(Records from a data collection)
--------------------------------

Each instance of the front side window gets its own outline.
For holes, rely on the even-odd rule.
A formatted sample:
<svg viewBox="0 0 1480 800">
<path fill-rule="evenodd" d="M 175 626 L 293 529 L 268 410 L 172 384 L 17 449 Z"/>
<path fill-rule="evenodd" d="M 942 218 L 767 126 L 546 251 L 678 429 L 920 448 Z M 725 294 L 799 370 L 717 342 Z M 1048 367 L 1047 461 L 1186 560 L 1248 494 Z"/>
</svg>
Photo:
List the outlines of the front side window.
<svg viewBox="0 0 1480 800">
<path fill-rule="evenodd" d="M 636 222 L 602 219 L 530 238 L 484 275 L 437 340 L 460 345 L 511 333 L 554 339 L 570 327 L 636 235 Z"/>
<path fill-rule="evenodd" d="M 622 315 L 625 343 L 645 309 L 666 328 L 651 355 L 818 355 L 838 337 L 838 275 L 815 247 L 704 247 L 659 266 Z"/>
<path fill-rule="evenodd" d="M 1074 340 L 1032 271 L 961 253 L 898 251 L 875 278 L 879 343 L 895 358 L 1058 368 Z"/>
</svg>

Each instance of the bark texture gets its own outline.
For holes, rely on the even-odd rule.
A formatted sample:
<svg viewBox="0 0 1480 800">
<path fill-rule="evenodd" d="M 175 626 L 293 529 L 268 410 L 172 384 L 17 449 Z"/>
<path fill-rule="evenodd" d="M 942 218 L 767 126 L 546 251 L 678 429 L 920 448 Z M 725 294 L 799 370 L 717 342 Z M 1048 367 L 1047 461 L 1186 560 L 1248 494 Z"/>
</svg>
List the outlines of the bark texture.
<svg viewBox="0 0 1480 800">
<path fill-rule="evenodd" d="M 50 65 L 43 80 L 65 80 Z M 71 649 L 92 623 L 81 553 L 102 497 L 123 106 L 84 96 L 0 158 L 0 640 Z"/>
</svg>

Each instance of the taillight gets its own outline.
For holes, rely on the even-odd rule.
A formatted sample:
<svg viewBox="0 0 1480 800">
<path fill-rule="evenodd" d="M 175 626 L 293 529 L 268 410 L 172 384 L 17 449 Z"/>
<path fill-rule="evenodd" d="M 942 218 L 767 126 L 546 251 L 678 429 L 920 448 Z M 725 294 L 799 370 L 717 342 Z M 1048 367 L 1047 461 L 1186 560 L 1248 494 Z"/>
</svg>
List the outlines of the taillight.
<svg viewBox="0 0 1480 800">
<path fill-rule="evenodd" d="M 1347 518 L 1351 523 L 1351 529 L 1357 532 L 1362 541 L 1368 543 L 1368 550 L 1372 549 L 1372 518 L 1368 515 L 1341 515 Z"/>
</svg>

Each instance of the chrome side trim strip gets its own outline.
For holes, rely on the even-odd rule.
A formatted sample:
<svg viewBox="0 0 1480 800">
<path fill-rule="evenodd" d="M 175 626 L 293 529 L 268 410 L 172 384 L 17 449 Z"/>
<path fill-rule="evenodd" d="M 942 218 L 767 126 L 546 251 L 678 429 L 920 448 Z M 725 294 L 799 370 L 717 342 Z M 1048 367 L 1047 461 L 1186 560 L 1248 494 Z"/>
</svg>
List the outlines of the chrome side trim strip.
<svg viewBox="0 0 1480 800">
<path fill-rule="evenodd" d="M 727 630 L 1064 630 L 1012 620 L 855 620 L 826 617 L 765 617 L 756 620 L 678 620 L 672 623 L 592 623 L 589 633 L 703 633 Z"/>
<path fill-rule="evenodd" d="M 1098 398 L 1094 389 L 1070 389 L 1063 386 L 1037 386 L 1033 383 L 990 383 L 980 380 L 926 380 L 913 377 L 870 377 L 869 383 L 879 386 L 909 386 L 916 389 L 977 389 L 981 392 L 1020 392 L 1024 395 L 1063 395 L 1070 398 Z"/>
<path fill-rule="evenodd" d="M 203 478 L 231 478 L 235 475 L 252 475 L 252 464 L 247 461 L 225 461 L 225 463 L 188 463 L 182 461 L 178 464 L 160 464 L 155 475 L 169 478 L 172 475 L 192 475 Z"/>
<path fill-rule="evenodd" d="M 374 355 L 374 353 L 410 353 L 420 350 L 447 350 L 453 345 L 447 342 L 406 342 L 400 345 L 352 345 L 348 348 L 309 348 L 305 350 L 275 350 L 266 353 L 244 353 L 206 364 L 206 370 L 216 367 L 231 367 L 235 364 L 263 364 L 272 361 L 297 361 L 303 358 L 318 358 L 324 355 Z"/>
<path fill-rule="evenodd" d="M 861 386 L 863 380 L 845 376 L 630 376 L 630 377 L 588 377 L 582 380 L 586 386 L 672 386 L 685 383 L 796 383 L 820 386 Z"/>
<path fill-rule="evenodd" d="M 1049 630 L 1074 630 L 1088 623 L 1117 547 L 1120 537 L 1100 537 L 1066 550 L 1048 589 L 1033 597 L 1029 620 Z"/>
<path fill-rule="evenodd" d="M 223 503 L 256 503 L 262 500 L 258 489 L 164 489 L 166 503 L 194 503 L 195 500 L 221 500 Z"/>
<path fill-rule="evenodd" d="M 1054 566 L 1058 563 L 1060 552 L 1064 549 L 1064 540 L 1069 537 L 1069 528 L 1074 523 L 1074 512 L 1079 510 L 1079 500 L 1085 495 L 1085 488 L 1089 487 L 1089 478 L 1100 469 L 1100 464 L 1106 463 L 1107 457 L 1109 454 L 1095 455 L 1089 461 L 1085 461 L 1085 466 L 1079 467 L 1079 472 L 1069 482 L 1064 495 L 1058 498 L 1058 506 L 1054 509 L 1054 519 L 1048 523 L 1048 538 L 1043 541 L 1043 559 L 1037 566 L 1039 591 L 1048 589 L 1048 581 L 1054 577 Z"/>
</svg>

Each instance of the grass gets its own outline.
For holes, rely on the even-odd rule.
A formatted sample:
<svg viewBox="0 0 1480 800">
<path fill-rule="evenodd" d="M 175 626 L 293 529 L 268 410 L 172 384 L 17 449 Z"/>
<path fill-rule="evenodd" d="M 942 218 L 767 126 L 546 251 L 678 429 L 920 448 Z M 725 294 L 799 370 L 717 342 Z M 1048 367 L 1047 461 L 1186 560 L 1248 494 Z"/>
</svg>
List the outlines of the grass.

--------------------------------

◆ Set task: Change "its own outline" to "a separate outline" throughout the records, leaving everything else as it is.

◆ Response for this exercise:
Each instance of the front side window gets a separate outline.
For holes, rely on the even-odd rule.
A formatted sample:
<svg viewBox="0 0 1480 800">
<path fill-rule="evenodd" d="M 175 626 L 293 529 L 268 410 L 172 384 L 17 449 Z"/>
<path fill-rule="evenodd" d="M 942 218 L 767 126 L 546 251 L 678 429 L 920 448 Z M 725 294 L 799 370 L 717 342 Z M 1048 367 L 1047 461 L 1186 560 L 1248 494 Z"/>
</svg>
Photo:
List the outlines of the front side window.
<svg viewBox="0 0 1480 800">
<path fill-rule="evenodd" d="M 636 222 L 602 219 L 530 238 L 484 275 L 437 340 L 460 345 L 511 333 L 554 339 L 570 327 L 636 235 Z"/>
<path fill-rule="evenodd" d="M 622 315 L 625 343 L 645 309 L 666 328 L 651 355 L 818 355 L 838 337 L 838 275 L 815 247 L 704 247 L 659 266 Z"/>
<path fill-rule="evenodd" d="M 1074 340 L 1032 271 L 961 253 L 898 251 L 875 278 L 879 343 L 895 358 L 1058 368 Z"/>
</svg>

Each instance of the bark texture gets a separate outline.
For holes, rely on the even-odd rule.
A formatted sample:
<svg viewBox="0 0 1480 800">
<path fill-rule="evenodd" d="M 175 626 L 293 529 L 268 410 L 172 384 L 17 449 Z"/>
<path fill-rule="evenodd" d="M 942 218 L 767 126 L 546 251 L 678 429 L 920 448 Z M 725 294 L 799 370 L 717 342 Z M 1048 367 L 1047 461 L 1186 560 L 1248 494 Z"/>
</svg>
List the outlines of the bark texture.
<svg viewBox="0 0 1480 800">
<path fill-rule="evenodd" d="M 50 65 L 43 80 L 65 80 Z M 71 649 L 92 623 L 81 553 L 102 497 L 123 106 L 84 96 L 0 158 L 0 640 Z"/>
</svg>

Each instance of the taillight gets a separate outline.
For holes, rely on the even-odd rule.
A formatted sample:
<svg viewBox="0 0 1480 800">
<path fill-rule="evenodd" d="M 175 626 L 293 529 L 268 410 L 172 384 L 17 449 Z"/>
<path fill-rule="evenodd" d="M 942 218 L 767 126 L 546 251 L 678 429 L 920 448 Z M 725 294 L 799 370 L 717 342 Z M 1048 367 L 1047 461 L 1186 560 L 1248 494 Z"/>
</svg>
List the outlines of the taillight.
<svg viewBox="0 0 1480 800">
<path fill-rule="evenodd" d="M 1347 518 L 1351 523 L 1351 529 L 1357 532 L 1362 541 L 1368 543 L 1368 550 L 1372 549 L 1372 518 L 1368 515 L 1341 515 Z"/>
</svg>

Each instance of the chrome side trim strip gets a separate outline.
For holes, rely on the even-odd rule.
A formatted sample:
<svg viewBox="0 0 1480 800">
<path fill-rule="evenodd" d="M 175 626 L 293 529 L 268 410 L 172 384 L 17 449 Z"/>
<path fill-rule="evenodd" d="M 942 218 L 767 126 L 546 251 L 678 429 L 920 448 Z M 725 294 L 799 370 L 717 342 Z M 1048 367 L 1047 461 L 1186 560 L 1248 494 Z"/>
</svg>
List the outlines of the chrome side trim strip.
<svg viewBox="0 0 1480 800">
<path fill-rule="evenodd" d="M 727 630 L 1064 630 L 1012 620 L 855 620 L 826 617 L 765 617 L 756 620 L 678 620 L 672 623 L 592 623 L 589 633 L 703 633 Z"/>
<path fill-rule="evenodd" d="M 1098 398 L 1094 389 L 1070 389 L 1063 386 L 1037 386 L 1033 383 L 990 383 L 980 380 L 926 380 L 913 377 L 870 377 L 869 383 L 879 386 L 909 386 L 916 389 L 977 389 L 981 392 L 1020 392 L 1024 395 L 1063 395 L 1070 398 Z"/>
<path fill-rule="evenodd" d="M 203 478 L 231 478 L 235 475 L 252 475 L 252 464 L 247 461 L 225 461 L 225 463 L 188 463 L 182 461 L 178 464 L 160 464 L 155 475 L 169 478 L 172 475 L 192 475 Z"/>
<path fill-rule="evenodd" d="M 374 355 L 374 353 L 410 353 L 420 350 L 447 350 L 453 345 L 447 342 L 406 342 L 400 345 L 352 345 L 348 348 L 309 348 L 305 350 L 275 350 L 266 353 L 244 353 L 206 364 L 206 370 L 216 367 L 231 367 L 235 364 L 263 364 L 272 361 L 297 361 L 303 358 L 318 358 L 324 355 Z"/>
<path fill-rule="evenodd" d="M 861 386 L 863 380 L 845 376 L 630 376 L 630 377 L 588 377 L 582 380 L 586 386 L 672 386 L 685 383 L 796 383 L 820 386 Z"/>
<path fill-rule="evenodd" d="M 1049 630 L 1074 630 L 1088 623 L 1117 547 L 1120 537 L 1100 537 L 1066 550 L 1048 589 L 1033 597 L 1029 620 Z"/>
<path fill-rule="evenodd" d="M 223 503 L 256 503 L 262 500 L 258 489 L 164 489 L 166 503 L 194 503 L 195 500 L 221 500 Z"/>
<path fill-rule="evenodd" d="M 1054 566 L 1058 563 L 1060 552 L 1064 549 L 1064 540 L 1069 537 L 1069 528 L 1074 523 L 1074 512 L 1079 510 L 1079 500 L 1085 495 L 1085 488 L 1089 487 L 1089 478 L 1100 469 L 1100 464 L 1106 463 L 1107 457 L 1109 454 L 1095 455 L 1089 461 L 1085 461 L 1085 466 L 1079 467 L 1079 472 L 1069 482 L 1064 495 L 1058 498 L 1058 506 L 1054 509 L 1054 519 L 1048 523 L 1048 538 L 1043 541 L 1043 559 L 1037 566 L 1039 591 L 1048 589 L 1048 581 L 1054 577 Z"/>
</svg>

Each instance of the grass gets a separate outline.
For holes, rely on the even-odd rule.
A formatted sample:
<svg viewBox="0 0 1480 800">
<path fill-rule="evenodd" d="M 175 626 L 293 529 L 268 410 L 172 384 L 17 449 Z"/>
<path fill-rule="evenodd" d="M 942 218 L 767 126 L 546 251 L 678 429 L 920 448 Z M 725 294 L 799 370 L 717 342 Z M 1048 367 L 1047 461 L 1186 560 L 1248 494 Z"/>
</svg>
List the outlines of the grass.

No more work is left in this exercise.